- [WRITTEN PROBLEM]: Please edit the material between the lines holding "corrugated metal shed" and "<point>441,708</point>", inclusive, replacing "wooden bench" with "park bench" and leaving everything else unchanged. Return only those lines.

Records from a point labeling set:
>> Start

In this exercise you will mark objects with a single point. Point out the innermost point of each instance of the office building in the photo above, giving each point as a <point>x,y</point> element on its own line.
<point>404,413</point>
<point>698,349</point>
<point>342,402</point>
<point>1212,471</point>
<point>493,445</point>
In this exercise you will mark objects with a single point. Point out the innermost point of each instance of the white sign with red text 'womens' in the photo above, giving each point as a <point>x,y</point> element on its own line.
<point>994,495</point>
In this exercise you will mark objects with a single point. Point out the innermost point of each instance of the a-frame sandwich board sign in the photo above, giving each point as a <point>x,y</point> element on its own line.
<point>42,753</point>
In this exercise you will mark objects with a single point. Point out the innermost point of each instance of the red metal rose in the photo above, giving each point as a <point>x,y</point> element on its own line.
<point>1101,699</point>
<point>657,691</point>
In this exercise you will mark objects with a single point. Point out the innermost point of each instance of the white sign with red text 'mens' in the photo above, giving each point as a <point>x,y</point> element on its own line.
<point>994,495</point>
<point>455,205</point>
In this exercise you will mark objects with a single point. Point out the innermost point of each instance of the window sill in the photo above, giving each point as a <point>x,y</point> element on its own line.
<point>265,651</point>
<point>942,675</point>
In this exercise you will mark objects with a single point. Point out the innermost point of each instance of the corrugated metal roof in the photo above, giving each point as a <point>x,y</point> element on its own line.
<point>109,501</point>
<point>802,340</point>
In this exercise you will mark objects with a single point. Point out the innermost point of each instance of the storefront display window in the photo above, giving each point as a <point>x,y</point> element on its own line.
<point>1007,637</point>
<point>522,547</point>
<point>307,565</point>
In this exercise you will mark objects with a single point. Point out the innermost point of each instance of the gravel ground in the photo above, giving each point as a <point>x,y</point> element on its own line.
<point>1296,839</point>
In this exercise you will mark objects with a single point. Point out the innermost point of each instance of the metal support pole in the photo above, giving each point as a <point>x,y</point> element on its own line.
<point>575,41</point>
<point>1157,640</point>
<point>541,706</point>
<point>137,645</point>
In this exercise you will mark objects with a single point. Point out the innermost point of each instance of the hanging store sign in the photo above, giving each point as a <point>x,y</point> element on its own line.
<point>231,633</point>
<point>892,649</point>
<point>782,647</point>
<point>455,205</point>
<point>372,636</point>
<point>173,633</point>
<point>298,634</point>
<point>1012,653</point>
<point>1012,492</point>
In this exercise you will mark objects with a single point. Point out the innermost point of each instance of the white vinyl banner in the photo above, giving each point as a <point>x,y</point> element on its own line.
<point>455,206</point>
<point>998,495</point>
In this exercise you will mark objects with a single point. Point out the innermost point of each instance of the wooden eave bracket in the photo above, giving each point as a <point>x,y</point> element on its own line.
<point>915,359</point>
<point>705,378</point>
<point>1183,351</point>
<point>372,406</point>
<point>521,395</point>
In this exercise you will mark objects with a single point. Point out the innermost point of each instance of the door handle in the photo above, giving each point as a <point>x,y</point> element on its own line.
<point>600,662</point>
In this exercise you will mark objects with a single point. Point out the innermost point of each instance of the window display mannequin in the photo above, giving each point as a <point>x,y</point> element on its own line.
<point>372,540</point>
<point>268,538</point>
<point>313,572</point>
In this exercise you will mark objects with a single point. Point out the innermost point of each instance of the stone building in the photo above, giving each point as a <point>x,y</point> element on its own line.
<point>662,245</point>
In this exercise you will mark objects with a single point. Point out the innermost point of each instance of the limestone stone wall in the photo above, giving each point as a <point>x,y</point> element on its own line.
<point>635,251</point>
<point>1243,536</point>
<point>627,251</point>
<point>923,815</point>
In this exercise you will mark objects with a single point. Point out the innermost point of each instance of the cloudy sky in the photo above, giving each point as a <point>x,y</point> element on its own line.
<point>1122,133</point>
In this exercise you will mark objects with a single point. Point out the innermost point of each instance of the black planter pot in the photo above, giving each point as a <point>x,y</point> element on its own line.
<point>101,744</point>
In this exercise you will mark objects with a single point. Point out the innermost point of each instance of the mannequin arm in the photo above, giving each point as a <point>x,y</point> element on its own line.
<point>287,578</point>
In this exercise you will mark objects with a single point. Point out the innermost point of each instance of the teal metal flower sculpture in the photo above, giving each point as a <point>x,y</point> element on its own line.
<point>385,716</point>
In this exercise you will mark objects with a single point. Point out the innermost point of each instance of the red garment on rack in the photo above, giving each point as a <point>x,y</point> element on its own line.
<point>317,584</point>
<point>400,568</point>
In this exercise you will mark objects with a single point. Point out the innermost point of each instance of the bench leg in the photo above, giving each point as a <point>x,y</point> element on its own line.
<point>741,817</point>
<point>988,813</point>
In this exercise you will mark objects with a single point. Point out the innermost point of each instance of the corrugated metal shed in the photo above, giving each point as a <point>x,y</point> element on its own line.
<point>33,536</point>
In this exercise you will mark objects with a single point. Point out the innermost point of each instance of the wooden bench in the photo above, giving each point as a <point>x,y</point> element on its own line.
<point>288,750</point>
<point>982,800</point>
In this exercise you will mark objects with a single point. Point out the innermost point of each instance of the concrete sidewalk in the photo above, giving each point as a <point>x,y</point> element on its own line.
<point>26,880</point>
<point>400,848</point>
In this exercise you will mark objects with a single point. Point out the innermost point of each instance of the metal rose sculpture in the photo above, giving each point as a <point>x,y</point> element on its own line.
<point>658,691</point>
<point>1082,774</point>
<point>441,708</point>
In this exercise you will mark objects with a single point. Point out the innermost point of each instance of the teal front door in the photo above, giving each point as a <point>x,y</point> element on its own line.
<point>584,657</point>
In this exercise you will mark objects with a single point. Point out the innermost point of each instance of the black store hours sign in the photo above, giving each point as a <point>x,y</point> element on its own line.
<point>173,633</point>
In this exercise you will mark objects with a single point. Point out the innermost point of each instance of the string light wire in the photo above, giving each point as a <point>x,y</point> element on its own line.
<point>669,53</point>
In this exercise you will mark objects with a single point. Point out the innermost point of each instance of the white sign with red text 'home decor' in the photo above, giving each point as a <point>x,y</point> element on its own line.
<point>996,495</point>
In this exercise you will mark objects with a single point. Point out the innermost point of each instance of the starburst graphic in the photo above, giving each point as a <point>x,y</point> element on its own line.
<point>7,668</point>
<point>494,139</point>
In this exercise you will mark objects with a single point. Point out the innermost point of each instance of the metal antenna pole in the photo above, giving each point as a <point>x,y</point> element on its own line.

>> End

- [RESULT OF THE TASK]:
In this exercise you will mark objects with a single point. Point out the innermost point of each instance of the corrugated metal shed in the photo above, giving each point as a <point>x,y</point> element on its own line.
<point>33,536</point>
In this exercise you will mark objects with a single point. Point out the innermost point of each instance of the park bench in the photo above, giving each point as a <point>x,y</point> element on its own line.
<point>288,750</point>
<point>982,800</point>
In this exercise you will mark objects with a single point. Point out the innermost point of each instance of the concrete sidewalk in the photo above, giving each point as a <point>x,y</point> element on its own line.
<point>26,880</point>
<point>400,848</point>
In this exercise you will mark objects with a single point. Point out the innermost point of each instance of the metal rose sculpture in the photo above, giving each point as a <point>x,y</point> element on its own line.
<point>658,691</point>
<point>1082,774</point>
<point>441,708</point>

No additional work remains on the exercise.